⟨

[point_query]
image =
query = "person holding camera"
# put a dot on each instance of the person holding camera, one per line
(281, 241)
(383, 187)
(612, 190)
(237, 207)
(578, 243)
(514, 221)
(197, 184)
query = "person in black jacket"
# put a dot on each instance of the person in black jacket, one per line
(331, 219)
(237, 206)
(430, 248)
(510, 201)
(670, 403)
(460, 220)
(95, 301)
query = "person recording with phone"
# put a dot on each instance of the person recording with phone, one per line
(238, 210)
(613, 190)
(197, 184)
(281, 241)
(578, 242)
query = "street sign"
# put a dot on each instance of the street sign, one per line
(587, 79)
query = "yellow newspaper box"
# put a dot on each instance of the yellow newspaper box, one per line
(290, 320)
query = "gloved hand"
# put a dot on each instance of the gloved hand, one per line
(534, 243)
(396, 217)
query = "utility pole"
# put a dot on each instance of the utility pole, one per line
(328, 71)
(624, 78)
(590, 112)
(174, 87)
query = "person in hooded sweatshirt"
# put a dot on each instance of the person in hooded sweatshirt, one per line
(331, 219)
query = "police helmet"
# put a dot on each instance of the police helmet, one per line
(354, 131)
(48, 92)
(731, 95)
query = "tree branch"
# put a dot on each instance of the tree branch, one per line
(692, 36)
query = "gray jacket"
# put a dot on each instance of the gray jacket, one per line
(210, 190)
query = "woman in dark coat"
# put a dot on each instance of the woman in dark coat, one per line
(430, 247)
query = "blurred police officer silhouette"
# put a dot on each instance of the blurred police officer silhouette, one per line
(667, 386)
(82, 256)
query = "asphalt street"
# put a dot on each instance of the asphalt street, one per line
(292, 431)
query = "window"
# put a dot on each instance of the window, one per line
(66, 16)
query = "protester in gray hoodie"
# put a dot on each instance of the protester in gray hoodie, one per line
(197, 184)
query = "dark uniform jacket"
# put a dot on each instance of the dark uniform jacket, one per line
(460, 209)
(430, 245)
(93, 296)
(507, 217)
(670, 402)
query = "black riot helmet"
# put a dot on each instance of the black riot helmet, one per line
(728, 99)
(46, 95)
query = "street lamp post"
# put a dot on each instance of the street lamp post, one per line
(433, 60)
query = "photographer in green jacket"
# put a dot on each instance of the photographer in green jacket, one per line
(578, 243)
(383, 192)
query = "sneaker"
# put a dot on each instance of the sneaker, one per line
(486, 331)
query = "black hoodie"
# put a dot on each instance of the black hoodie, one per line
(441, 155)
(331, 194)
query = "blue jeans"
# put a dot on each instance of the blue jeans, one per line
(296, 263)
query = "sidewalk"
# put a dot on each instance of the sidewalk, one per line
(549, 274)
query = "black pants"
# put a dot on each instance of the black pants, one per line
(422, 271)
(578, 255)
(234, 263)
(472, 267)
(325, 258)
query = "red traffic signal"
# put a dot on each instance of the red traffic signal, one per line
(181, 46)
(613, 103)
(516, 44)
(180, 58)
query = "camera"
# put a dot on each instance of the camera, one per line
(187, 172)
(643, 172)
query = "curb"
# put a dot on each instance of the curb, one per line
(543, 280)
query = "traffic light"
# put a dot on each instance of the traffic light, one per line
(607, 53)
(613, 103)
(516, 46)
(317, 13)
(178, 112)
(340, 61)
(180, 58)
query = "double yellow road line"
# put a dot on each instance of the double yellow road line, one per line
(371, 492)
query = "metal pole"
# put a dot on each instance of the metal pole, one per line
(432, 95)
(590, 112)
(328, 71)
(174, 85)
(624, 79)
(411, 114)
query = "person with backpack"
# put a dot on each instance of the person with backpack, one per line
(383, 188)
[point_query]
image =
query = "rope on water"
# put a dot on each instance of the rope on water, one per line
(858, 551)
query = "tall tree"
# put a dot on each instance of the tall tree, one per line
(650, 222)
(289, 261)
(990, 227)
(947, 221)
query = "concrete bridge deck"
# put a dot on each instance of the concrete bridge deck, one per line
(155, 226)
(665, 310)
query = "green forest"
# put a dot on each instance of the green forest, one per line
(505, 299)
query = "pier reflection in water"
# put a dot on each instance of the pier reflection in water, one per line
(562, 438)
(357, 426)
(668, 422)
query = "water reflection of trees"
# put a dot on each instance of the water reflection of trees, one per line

⟩

_Exercise requirements:_
Find every line above that contains the word "trees", and return each one.

_Task solution:_
query = "water reflection of trees"
# put a dot on each instance of the water reflection of trees, one per line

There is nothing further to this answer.